> **What to produce**: Which lines of the data below contain the string "blue"? Sift them out and copy each one.

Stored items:
########################################
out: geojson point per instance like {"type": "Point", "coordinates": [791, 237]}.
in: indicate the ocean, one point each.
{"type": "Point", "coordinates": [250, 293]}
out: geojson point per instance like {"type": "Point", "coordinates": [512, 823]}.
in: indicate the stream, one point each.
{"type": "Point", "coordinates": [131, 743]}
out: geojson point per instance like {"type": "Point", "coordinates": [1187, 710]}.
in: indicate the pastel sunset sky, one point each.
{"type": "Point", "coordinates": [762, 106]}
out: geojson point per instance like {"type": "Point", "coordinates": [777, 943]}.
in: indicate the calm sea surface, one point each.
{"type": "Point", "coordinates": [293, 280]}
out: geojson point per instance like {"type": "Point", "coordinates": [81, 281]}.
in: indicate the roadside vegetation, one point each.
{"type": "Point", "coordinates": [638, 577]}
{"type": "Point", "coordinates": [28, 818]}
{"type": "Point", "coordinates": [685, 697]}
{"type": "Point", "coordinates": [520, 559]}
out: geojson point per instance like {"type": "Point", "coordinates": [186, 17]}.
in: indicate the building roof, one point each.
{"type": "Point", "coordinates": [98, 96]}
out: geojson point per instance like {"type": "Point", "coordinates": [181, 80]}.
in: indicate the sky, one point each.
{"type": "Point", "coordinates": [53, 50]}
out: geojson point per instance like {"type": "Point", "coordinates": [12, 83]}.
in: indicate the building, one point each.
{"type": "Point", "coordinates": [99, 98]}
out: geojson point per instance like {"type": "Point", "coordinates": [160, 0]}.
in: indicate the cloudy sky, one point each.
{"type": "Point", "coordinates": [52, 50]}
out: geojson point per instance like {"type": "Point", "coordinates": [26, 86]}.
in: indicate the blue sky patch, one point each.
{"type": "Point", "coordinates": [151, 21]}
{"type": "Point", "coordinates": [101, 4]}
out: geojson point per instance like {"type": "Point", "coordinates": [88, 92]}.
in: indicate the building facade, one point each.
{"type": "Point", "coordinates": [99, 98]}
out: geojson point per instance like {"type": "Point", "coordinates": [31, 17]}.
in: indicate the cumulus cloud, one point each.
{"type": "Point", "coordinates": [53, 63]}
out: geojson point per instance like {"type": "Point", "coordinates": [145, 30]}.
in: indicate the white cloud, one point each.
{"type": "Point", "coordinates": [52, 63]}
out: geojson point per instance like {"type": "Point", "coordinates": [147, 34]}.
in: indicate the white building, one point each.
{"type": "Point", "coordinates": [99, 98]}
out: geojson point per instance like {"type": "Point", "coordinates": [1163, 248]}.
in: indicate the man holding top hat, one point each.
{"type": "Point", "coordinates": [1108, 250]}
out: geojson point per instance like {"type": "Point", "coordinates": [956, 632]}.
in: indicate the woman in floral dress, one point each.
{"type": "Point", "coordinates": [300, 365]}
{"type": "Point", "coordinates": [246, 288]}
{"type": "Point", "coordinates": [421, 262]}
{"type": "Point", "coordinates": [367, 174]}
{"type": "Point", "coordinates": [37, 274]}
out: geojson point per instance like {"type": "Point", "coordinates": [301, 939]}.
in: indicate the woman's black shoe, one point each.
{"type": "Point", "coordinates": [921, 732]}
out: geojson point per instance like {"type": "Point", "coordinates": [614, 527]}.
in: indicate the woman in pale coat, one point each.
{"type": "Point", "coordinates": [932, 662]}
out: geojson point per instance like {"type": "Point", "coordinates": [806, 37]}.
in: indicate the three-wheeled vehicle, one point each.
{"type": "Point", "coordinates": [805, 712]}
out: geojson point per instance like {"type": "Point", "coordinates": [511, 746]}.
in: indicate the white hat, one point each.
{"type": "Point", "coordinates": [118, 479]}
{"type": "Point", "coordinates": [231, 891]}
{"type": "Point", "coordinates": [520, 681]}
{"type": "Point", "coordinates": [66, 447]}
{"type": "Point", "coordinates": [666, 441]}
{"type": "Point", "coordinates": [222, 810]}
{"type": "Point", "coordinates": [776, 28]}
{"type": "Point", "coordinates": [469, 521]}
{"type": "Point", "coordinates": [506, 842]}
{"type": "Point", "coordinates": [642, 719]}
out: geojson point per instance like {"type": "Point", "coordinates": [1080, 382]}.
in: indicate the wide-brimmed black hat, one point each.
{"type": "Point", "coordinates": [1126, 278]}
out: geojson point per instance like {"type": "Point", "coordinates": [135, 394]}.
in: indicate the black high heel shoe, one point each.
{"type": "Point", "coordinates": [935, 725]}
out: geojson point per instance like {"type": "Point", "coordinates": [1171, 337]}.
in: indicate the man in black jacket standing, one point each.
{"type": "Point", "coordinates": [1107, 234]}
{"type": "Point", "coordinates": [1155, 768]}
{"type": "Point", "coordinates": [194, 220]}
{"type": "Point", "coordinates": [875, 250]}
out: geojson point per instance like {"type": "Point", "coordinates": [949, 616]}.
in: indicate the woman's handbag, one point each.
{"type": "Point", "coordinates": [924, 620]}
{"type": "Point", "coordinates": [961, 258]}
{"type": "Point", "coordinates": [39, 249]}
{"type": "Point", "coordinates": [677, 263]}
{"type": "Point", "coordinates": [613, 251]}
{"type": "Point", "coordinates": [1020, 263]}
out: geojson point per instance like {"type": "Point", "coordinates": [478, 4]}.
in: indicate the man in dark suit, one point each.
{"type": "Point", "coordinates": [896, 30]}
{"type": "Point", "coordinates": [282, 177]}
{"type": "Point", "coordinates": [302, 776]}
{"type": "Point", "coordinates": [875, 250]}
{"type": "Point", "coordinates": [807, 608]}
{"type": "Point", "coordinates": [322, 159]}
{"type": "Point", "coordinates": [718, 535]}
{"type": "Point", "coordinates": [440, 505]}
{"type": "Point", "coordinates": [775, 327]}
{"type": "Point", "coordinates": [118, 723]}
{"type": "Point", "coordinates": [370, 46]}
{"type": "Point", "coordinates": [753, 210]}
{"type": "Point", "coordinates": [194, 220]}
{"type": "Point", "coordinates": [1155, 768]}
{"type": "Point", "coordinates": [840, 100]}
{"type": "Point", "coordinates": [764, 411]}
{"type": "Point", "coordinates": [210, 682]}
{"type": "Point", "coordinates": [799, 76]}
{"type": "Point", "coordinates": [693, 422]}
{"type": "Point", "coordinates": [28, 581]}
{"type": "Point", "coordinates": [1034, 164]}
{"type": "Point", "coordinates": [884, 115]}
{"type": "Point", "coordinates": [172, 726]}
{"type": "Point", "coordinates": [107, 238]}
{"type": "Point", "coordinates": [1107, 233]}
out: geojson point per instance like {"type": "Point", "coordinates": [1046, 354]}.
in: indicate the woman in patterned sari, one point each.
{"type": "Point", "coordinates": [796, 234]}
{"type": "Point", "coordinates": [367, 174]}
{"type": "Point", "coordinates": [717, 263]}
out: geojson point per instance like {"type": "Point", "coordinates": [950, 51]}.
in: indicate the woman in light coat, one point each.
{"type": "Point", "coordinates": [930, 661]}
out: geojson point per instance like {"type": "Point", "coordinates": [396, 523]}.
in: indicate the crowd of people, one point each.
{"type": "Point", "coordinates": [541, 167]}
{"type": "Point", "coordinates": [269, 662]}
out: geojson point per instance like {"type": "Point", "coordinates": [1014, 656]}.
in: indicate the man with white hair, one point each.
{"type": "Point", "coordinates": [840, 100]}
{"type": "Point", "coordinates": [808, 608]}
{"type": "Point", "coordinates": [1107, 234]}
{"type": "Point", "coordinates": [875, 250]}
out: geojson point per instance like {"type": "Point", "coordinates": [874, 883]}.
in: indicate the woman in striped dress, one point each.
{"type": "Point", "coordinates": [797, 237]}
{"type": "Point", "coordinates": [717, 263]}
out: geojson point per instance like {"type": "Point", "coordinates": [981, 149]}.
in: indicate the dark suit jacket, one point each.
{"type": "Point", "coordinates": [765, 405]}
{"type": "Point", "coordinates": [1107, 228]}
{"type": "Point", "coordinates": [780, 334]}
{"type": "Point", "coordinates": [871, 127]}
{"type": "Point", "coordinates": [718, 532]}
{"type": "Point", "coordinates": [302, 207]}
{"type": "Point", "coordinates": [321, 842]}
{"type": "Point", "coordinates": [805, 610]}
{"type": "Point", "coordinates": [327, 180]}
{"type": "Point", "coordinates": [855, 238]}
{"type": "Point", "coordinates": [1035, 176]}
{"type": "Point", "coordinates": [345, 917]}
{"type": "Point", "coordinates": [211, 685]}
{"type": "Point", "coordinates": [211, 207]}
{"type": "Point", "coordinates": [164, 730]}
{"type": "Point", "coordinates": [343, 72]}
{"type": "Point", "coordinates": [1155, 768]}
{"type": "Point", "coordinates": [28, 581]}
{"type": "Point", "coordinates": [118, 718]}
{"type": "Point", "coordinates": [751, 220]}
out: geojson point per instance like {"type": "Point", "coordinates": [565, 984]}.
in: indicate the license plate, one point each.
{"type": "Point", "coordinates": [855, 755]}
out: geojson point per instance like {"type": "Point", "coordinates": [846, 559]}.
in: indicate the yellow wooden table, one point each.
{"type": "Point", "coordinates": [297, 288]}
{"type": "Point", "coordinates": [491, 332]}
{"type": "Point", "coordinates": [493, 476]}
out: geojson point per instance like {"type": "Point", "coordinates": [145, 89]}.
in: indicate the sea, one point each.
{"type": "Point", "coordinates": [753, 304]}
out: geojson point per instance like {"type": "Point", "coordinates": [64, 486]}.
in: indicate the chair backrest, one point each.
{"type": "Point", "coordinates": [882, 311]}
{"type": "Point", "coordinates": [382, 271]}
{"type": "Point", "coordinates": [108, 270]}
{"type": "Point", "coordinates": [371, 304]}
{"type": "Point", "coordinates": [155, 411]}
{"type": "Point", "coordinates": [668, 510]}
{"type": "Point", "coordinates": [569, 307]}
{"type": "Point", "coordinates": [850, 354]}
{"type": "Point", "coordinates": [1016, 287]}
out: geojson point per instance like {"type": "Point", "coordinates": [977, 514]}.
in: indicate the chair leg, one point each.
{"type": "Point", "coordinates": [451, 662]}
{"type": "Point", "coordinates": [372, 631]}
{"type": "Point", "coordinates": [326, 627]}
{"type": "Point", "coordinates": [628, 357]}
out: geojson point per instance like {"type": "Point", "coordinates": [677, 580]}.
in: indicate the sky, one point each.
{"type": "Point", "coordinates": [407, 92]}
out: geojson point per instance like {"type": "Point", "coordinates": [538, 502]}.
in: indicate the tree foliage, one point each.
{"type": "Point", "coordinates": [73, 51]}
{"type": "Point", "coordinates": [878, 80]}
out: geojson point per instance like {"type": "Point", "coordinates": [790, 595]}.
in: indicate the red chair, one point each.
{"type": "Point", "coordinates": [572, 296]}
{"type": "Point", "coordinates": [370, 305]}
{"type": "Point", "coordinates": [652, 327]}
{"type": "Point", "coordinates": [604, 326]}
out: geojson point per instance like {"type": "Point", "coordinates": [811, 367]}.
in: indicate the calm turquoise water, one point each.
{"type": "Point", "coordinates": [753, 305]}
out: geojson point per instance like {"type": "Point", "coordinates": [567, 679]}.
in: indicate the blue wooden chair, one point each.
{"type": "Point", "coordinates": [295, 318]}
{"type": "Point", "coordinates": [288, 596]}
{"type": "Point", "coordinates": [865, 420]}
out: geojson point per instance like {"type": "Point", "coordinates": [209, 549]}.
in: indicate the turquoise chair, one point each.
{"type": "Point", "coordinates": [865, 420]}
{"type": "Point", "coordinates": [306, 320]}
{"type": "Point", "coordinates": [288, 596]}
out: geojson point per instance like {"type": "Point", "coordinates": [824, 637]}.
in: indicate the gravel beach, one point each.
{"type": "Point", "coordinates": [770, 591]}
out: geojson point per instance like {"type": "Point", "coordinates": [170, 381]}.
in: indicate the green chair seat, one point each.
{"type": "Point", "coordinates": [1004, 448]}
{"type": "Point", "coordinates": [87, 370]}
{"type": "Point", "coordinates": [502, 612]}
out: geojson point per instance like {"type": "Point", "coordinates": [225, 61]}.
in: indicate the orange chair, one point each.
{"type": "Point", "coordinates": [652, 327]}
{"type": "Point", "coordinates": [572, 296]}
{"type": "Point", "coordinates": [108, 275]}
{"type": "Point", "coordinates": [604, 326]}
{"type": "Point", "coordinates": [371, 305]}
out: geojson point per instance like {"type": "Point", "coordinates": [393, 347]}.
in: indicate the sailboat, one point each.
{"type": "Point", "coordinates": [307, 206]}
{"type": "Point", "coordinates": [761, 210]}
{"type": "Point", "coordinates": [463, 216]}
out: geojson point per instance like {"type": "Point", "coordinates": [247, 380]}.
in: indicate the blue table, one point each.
########################################
> **Final result**:
in: indicate the blue sky patch, one point each.
in: indicate the blue wooden chair, one point each.
in: indicate the blue table, one point each.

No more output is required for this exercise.